Document excerpt

= = = = =

Most of them are only useful in rare situations when building a processor. We can also note that ISZ is the same gate as NNOT. The ones to remember are the buffer and the three inverter gates.

Two-inputs gates

As with one-input gates, two-inputs gates can also be represented with a matrix. For a simple binary OR gate :

	A
B		0	1
	0	0	1
	1	1	1

Can be represented with the matrix ££ \begin{bmatrix} 0 & 1\\ 1 & 1 \end{bmatrix} ££

There are $$2^{2^2}=16$$ possible binary two-inputs gates. The three useful ones with their inverted versions are :

Matrix	Schematic	Description	Name	Symbol
$$ \begin{bmatrix} 0 & 0\\ 0 & 1 \end{bmatrix} $$		And	AND	$$A \times B$$
$$ \begin{bmatrix} 1 & 1\\ 1 & 0 \end{bmatrix} $$		Inverted and	NAND	$$\overline {A \times B}$$
$$ \begin{bmatrix} 0 & 1\\ 1 & 1 \end{bmatrix} $$		Or	OR	$$A + B$$
$$ \begin{bmatrix} 1 & 0\\ 0 & 0 \end{bmatrix} $$		Inverted or	NOR	$$\overline {A + B}$$
$$ \begin{bmatrix} 0 & 1\\ 1 & 0 \end{bmatrix} $$		Exclusive or	XOR	$$A \oplus B$$
$$ \begin{bmatrix} 1 & 0\\ 0 & 1 \end{bmatrix} $$		Inverted exclusive or	XNOR	$$\overline {A \oplus B}$$

In ternary logic, two-inputs gates are represented with a three by three matrix. Thus there are $$3^{3^3}=19683$$ possible such gates. Only six useful gates and their inverted versions will be de-scribed, however some other gates can be useful such as some asymmetrical gates (as in switching the inputs produces differ-ent results and the matrix is asymmetrical).

Matrix	Schematic	Description	Name	Symbol
$$ \begin{bmatrix} - & - & - \\ - & 0 & 0\\ - & 0 & + \end{bmatrix} $$		And / minimum	AND	$$A \times B$$
$$ \begin{bmatrix} + & + & + \\ + & 0 & 0\\ + & 0 & - \end{bmatrix} $$		Inverted and / minimum	AND	$$\overline {A \times B}$$
$$ \begin{bmatrix} - & 0 & + \\ 0 & 0 & +\\ + & + & + \end{bmatrix} $$		Or / maximum	OR	$$A + B$$
$$ \begin{bmatrix} + & 0 & - \\ 0 & 0 & -\\ - & - & - \end{bmatrix} $$		Inverted or / maximum	NOR	$$\overline {A + B}$$
$$ \begin{bmatrix} - & 0 & 0 \\ 0 & 0 & 0\\ 0 & 0 & + \end{bmatrix} $$		Consensus	CONS	$$A ⊠ B$$
$$ \begin{bmatrix} + & 0 & 0 \\ 0 & 0 & 0\\ 0 & 0 & - \end{bmatrix} $$		Inverted consensus	NCONS	$$\overline {A ⊠ B}$$
$$ \begin{bmatrix} - & - & 0 \\ - & 0 & +\\ 0 & + & + \end{bmatrix} $$		Any	ANY	$$A ⊞ B$$
$$ \begin{bmatrix} + & + & 0 \\ + & 0 & -\\ 0 & - & - \end{bmatrix} $$		Inverted any	NANY	$$\overline {A ⊞ B}$$
$$ \begin{bmatrix} + & 0 & - \\ 0 & 0 & 0\\ - & 0 & + \end{bmatrix} $$		Multiplication	MUL	$$A \otimes B$$
$$ \begin{bmatrix} - & 0 & + \\ 0 & 0 & 0\\ + & 0 & - \end{bmatrix} $$		Inverted multiplication	NMUL	$$\overline {A \otimes B}$$
$$ \begin{bmatrix} + & - & 0 \\ - & 0 & +\\ 0 & + & - \end{bmatrix} $$		Addition	SUM	$$A \oplus B$$
$$ \begin{bmatrix} - & + & 0 \\ + & 0 & -\\ 0 & - & + \end{bmatrix} $$		Inverted addition	NSUM	$$\overline {A \oplus B}$$

AND and OR ternary gates are sometimes called MIN and MAX for obvious reasons. The MUL gate is also sometimes called XOR.

= = = = =

Dataset section
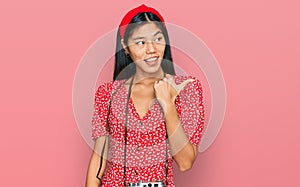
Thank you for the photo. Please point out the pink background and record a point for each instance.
(256, 44)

= = = = =

Task set
[a] Answer these questions from the logic gates excerpt:
(i) How many possible binary two-input gates are there?
(ii) How many possible two-input gates are there in ternary logic?
(iii) What other name is the MUL gate sometimes given?
[b] Resume the logic gates excerpt after its last sentence.
The material has no connection to the logic gates excerpt.

Solved tasks
[a]
(i) 16
(ii) 19683
(iii) XOR

[b]
The gate symbols used here are similar to the US binary gate symbols with modifications for the more complex operations. In addition, as with the US symbols, a dot on the output signifies an inverted output. The small triangle indicates that it's a ternary gate, to differentiate between equivalent binary and ternary gates. The symbols are based on the binary AND and OR gates : if we only look at the 2×2 submatrix for zero and positive inputs of the ternary gates, some look like binary AND and other like binary OR, so this is the base used for their symbols, then alterations are added.

Formulae

Some gates are easy to implement with few transistors and resistors, while others require combining other simpler gates. This increases the cost but also the transmission time of the signal through the gate and thus the length of the transient before reaching the static phase with the correct output of the circuit. This can be a bottleneck for the frequency of a logic circuit such as a processor. Therefore, finding the best implementation of a gate is critical.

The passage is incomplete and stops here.